====== DATA RECORDS
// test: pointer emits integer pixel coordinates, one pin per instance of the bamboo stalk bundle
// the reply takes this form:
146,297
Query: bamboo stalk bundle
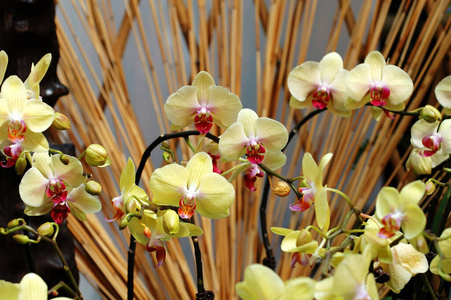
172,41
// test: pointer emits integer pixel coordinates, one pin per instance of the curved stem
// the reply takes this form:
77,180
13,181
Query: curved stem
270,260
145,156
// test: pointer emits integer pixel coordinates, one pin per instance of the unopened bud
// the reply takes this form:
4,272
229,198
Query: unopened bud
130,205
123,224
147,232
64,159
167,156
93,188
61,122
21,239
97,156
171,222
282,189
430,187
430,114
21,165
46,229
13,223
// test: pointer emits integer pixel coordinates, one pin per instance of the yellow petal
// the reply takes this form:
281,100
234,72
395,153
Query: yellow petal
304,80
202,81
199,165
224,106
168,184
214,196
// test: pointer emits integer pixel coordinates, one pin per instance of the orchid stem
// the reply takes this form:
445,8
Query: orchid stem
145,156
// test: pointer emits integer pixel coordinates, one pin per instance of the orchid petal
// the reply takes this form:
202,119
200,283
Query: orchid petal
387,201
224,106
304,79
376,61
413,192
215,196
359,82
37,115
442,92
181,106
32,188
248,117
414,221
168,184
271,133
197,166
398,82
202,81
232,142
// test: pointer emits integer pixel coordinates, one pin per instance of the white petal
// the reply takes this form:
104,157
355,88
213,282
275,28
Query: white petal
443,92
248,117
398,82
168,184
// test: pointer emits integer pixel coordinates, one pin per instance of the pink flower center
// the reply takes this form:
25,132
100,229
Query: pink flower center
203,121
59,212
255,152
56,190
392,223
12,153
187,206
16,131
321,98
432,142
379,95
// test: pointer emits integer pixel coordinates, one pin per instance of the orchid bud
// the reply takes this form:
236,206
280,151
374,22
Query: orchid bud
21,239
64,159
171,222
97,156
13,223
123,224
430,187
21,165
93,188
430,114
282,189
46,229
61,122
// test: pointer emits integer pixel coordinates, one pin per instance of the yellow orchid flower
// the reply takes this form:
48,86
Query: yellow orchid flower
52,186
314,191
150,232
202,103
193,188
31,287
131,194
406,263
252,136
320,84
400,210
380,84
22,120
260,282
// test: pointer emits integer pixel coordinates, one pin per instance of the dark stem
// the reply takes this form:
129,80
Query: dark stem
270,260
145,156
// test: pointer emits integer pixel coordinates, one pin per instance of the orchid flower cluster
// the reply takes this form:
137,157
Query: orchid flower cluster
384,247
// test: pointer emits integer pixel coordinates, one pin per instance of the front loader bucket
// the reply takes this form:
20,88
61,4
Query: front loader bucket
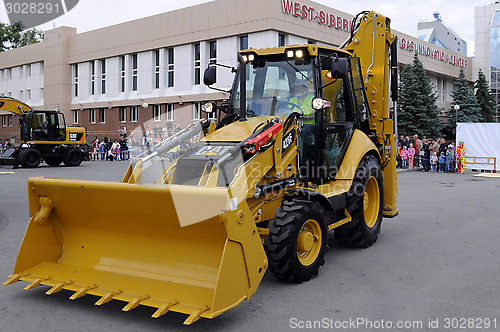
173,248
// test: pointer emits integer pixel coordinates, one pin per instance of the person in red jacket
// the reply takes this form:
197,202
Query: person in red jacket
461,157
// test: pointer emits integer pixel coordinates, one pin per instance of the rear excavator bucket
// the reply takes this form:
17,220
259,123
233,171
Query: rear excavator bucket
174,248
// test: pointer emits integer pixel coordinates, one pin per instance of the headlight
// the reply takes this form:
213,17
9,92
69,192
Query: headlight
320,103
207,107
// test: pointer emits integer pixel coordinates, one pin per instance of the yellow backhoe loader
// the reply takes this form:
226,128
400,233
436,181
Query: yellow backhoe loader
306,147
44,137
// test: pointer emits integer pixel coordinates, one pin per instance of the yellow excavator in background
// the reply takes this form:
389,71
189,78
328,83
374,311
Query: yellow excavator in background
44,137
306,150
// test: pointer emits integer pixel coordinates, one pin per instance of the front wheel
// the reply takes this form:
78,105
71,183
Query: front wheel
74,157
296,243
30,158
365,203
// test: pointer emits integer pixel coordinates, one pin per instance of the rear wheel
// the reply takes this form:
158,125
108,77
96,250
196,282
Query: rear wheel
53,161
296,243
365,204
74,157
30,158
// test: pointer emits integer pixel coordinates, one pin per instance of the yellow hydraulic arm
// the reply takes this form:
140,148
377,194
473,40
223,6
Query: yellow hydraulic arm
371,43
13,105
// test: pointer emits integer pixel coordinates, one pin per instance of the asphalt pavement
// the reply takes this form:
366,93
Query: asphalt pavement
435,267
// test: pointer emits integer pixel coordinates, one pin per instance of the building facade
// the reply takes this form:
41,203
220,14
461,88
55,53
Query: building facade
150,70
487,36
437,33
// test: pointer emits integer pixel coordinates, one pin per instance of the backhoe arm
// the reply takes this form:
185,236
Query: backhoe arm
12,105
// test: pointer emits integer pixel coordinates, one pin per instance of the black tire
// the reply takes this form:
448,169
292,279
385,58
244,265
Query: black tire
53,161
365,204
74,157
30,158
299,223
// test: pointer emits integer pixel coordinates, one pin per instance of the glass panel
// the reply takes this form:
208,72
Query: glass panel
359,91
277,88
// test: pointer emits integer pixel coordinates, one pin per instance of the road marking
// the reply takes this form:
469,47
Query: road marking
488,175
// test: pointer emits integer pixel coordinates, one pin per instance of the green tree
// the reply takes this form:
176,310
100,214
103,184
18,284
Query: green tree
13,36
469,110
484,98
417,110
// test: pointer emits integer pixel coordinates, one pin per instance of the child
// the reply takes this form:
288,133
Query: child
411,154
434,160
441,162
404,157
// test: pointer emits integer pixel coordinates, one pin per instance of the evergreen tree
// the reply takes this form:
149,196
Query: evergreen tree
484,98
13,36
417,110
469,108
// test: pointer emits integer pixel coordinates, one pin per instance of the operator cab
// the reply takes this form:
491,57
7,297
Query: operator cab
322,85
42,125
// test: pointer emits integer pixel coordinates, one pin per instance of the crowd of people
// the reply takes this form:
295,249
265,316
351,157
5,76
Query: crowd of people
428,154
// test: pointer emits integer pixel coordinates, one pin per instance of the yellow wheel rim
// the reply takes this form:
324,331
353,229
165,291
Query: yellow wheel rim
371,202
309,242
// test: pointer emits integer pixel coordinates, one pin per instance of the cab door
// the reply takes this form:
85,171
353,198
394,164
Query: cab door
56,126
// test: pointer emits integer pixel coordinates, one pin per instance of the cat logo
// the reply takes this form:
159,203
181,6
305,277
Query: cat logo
============
WHAT IS REQUIRED:
Transcribe the entries word for word, without their pictures.

SOLUTION TO THIS TASK:
// test: pointer emits integer pixel coordinates, one pin per instance of the bamboo stalk bundle
// the reply takes this form:
146,297
Query: bamboo stalk bundle
172,41
// test: pointer emits integer pixel coordinates, one pin per instance of the curved stem
// the reply takes this form:
77,180
13,181
Query: curved stem
270,260
145,156
// test: pointer emits integer pixel coordinates, one pin per instance of the unopened bud
// the reply takes this form:
4,272
229,198
Query: unopened bud
130,205
123,224
147,232
64,159
167,156
93,188
61,122
21,239
97,156
171,222
282,189
430,187
430,114
21,165
46,229
13,223
// test: pointer emits integer pixel coordinates, one pin per instance of the yellow petal
// the reply takes this form:
281,100
234,72
395,153
Query: yellow petal
304,80
202,81
199,165
224,106
168,184
214,196
// test: pointer emits integer pixel coordinates, one pin per instance of the orchid stem
// the reply takes this form:
445,8
Query: orchid stem
145,156
// test: pointer emits integer pixel coordinates, one pin per instance of the orchid petal
// the reply takes this form:
202,119
200,283
Query: orchid petal
387,201
224,106
304,79
376,61
413,192
215,196
359,82
37,115
442,92
181,106
32,188
248,117
414,221
168,184
271,133
197,166
398,82
202,81
232,142
// test: pointer emits integer pixel coordinates, one pin per instance of the white petal
// the reply takes this form:
104,157
355,88
213,282
275,28
Query: white petal
443,92
248,117
398,82
168,184
// test: pointer emits integer pixel coordinates, one pin per instance of the pink flower center
// the reply takes this form:
25,132
100,229
Query: pink flower center
203,121
59,212
255,152
56,190
392,223
12,153
187,206
16,131
321,98
432,142
379,95
// test: pointer emits integer pixel coordinates, one pin per instance of the orchid bud
// the reply takes this form:
236,206
280,151
374,22
Query: orchid bud
21,239
64,159
171,222
97,156
13,223
123,224
430,187
21,165
93,188
430,114
282,189
46,229
61,122
// test: pointer emits integer pixel coordinates, one pin per instance of the yellow orchid flower
// the reply takes this form:
48,86
Query: yellow orchid flower
52,186
314,191
150,232
202,103
193,188
31,287
131,194
406,263
252,136
320,84
400,210
380,84
22,120
260,282
// test: pointer emits integer pixel coordinates, one pin per instance of the dark stem
// the reply takes this form:
129,80
Query: dark stem
270,260
145,156
// test: pointer emits integer pixel coordinates, one pin per instance of the orchid flower cluster
// the reply takes this form:
137,157
Query: orchid flower cluster
384,247
// test: pointer emits integer pixel coordinates, one pin per instance of the front loader bucket
// the reply takes this form:
20,88
61,4
Query: front loader bucket
173,248
// test: pointer emits integer pixel coordinates, one pin per instance of the person in red jacket
// the reply takes this form:
197,202
Query: person in red jacket
461,157
// test: pointer emits integer pixel coordinates, one pin per instance of the rear excavator bucket
// the reply takes this form:
17,220
259,123
233,171
Query: rear excavator bucket
174,248
// test: pointer emits integer pixel coordinates, one pin per instance of the headlight
// the reply takes this form:
213,17
9,92
69,192
Query: headlight
320,103
207,107
// test: pointer emits integer pixel coordinates, one pin per instance of the yellow backhoe loader
// the reply takes this form:
226,128
400,233
436,181
Query: yellow backhoe loader
306,147
44,137
// test: pointer emits integer pixel coordinates, one pin per instance of the yellow excavator in background
// the reply takes this form:
389,71
189,78
328,83
374,311
Query: yellow excavator in background
44,137
306,150
// test: pointer emits integer pixel coordinates, one pin per instance of the front wheel
// the reply takes this form:
78,105
71,183
Query: front wheel
74,157
296,243
30,158
365,203
// test: pointer emits integer pixel coordinates, one pin per instance of the rear wheel
// the reply takes this form:
158,125
108,77
96,250
196,282
Query: rear wheel
53,161
296,243
365,204
74,157
30,158
// test: pointer emits integer pixel coordinates, one pin per instance of the yellow hydraulic arm
// the reply takes this form:
140,148
377,194
473,40
223,6
Query: yellow hydraulic arm
371,43
13,105
// test: pointer emits integer pixel coordinates, one pin per instance of the asphalt pavement
// the reply takes this form:
366,93
Query: asphalt pavement
435,267
// test: pointer emits integer pixel coordinates, one pin per instance of the building facade
// the reply takes this form:
41,203
220,14
461,88
55,53
Query: building facade
150,70
487,36
437,33
// test: pointer emits integer pixel coordinates, one pin per instance of the backhoe arm
// the reply takes this form:
185,236
Query: backhoe arm
12,105
// test: pointer emits integer pixel coordinates, one pin per instance of the black tire
// the reply takes this form:
448,169
292,279
385,58
244,265
Query: black tire
53,161
365,204
74,157
30,158
299,223
// test: pointer emits integer pixel coordinates, one pin per instance of the glass panel
// the reply takes this form:
208,72
Query: glass panel
359,91
277,88
// test: pointer emits integer pixel coordinates, one pin per instance of the road marking
// the reply takes this form:
469,47
Query: road marking
488,175
// test: pointer emits integer pixel coordinates, one pin per instance of the green tree
// the reply takes this form:
176,310
100,214
103,184
18,284
Query: green tree
13,36
469,110
484,98
417,110
// test: pointer emits integer pixel coordinates, one pin per instance of the child
// the reply takes this form:
288,133
Query: child
411,154
434,160
441,162
404,157
// test: pointer emits integer pixel coordinates, one pin per instance of the evergreen tree
// the reply takes this form:
149,196
Query: evergreen tree
484,98
13,36
417,110
469,108
// test: pointer emits integer pixel coordinates, one pin per instance of the operator cab
// the reply takes this form:
491,57
7,297
Query: operator cab
322,85
42,125
// test: pointer emits integer pixel coordinates, one pin per instance of the crowd of people
// the reply takes this form:
295,249
265,316
351,157
5,76
Query: crowd of people
428,154
// test: pointer emits integer pixel coordinates, one pin per instance of the yellow wheel rim
// the reply takes this form:
324,331
353,229
165,291
Query: yellow wheel rim
371,202
309,242
// test: pointer emits integer pixel coordinates, one pin per instance of the cab door
// the reply takes this form:
85,171
353,198
394,164
Query: cab door
56,126
// test: pointer emits integer pixel coordinates, one pin per instance of the cat logo
// the reply takes this form:
159,203
181,6
305,277
Query: cat logo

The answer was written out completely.